*Selected passage*
## begin

I am not sure about that, because I do not believe this had been
explicitly accounted for, and that is what I am also trying to figure out.
> Meaning that if the link has never been up the PHY must never be handled
> from a power management perspective?
Let's stray away from saying "link is UP" but instead say interface
administratively brought up (ip link set dev <foo> up) so we are on the
same page.
>
> The only PHY examples I have come across (though not many in total) the
> PHY has done some initial configuration of itself after POR or release
> of the reset line.
>
>>
>> From there, I see two distinct cases:
>>
>> - the network device driver probed, but the network device was never
>> brought up in the first place in that case, I do not see a path whereby
>> the PHY would have been suspended, unless the boot firmware already took
>> care of that (which arguably it should if you are trying to be as power
>> efficient as possible), although arguably there could be a path within
>> the kernel where this is also done. It could get really complicated however
>
> Generic PM via mdio_bus_phy_suspend() will suspend the PHY if it has a
> .suspend callback and mac_managed_pm isn't set.
Correct.
>
> mdio_bus_phy_may_suspend() will see that netdev is NULL, which means it
> returns the inverse of phy->suspended (which is false), meaning the
> function returns true. Thus phy_suspend() is called.
OK, so right there is where you were were basically depending upon
mdio_bus_phy_may_suspend() being called to suspend your PHY device! I
don't think this had ever been envisioned to be working that way, if it
did that was a byproduct rather than a contract. Introducing
mac_managed_pm certainly did break that contract because now we no
longer have that "double" suspend and resume that used to happen.
>
>>
>> - the network device driver probed, and the network device was brought
>> up at least once (regardless of whether a link state was detected or
>> not), such that the PHY has gone through a phy_start()/phy_stop() cycle,
>> and upon phy_stop() a phy_suspend() has been called
>>
>> It is safe to assume you fall in the first case only, or do you also see
>> a problem in the second case as well?
>
> There is only a problem in the first case. The second case is working as
> expected.
Thanks for the clarification.

## end

*Dataset content*
## begin

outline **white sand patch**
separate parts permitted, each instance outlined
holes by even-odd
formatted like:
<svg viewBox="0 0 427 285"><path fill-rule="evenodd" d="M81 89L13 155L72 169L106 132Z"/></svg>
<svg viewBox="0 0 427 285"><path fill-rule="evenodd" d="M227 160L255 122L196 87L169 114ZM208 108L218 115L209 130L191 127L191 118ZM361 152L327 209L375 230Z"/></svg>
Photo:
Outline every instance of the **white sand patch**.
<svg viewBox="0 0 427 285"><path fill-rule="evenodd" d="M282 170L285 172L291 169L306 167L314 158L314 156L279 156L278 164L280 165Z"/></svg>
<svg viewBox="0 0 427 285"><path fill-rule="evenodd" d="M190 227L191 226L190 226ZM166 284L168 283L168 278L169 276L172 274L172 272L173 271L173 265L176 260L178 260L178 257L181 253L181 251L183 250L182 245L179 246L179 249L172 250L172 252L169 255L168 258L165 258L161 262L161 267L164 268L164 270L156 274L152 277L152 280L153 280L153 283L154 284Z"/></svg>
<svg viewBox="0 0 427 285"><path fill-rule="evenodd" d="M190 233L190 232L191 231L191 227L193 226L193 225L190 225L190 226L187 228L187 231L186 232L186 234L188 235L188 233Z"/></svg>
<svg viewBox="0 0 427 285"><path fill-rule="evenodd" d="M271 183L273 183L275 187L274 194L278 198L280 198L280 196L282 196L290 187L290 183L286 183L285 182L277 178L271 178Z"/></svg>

## end
## begin

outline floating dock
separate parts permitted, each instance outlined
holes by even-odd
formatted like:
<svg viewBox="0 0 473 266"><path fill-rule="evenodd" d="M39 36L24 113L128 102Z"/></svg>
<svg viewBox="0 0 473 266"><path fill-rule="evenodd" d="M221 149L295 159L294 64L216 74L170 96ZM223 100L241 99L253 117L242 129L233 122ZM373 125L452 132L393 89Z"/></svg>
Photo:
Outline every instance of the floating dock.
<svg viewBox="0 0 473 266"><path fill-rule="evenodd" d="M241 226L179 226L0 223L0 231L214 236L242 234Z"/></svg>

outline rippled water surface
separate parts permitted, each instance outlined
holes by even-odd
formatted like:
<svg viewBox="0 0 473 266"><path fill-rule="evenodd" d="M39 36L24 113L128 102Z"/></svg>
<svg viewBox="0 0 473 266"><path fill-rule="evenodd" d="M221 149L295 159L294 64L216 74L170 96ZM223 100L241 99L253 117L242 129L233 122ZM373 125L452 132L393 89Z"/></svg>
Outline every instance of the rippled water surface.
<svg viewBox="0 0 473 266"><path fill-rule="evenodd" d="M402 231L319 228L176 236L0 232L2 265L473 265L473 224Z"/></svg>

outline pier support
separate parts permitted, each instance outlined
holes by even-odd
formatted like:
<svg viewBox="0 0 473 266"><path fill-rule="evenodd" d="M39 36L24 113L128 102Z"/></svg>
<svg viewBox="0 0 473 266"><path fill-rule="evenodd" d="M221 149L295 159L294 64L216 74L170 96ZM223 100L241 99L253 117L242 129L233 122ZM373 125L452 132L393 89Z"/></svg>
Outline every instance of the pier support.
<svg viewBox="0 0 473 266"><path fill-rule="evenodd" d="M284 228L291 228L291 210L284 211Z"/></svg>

## end
## begin

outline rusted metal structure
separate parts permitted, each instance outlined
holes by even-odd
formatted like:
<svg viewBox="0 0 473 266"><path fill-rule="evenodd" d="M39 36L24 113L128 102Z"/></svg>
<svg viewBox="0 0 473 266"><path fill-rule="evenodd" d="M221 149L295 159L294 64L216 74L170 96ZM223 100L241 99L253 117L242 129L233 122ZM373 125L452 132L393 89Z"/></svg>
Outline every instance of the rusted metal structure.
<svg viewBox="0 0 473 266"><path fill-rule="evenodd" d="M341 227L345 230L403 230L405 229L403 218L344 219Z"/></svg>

## end

*Requirements*
Reproduce the PHY power management thread, everything from "OK, so right" down to "used to happen.".

*Exercise solution*
OK, so right there is where you were were basically depending upon
mdio_bus_phy_may_suspend() being called to suspend your PHY device! I
don't think this had ever been envisioned to be working that way, if it
did that was a byproduct rather than a contract. Introducing
mac_managed_pm certainly did break that contract because now we no
longer have that "double" suspend and resume that used to happen.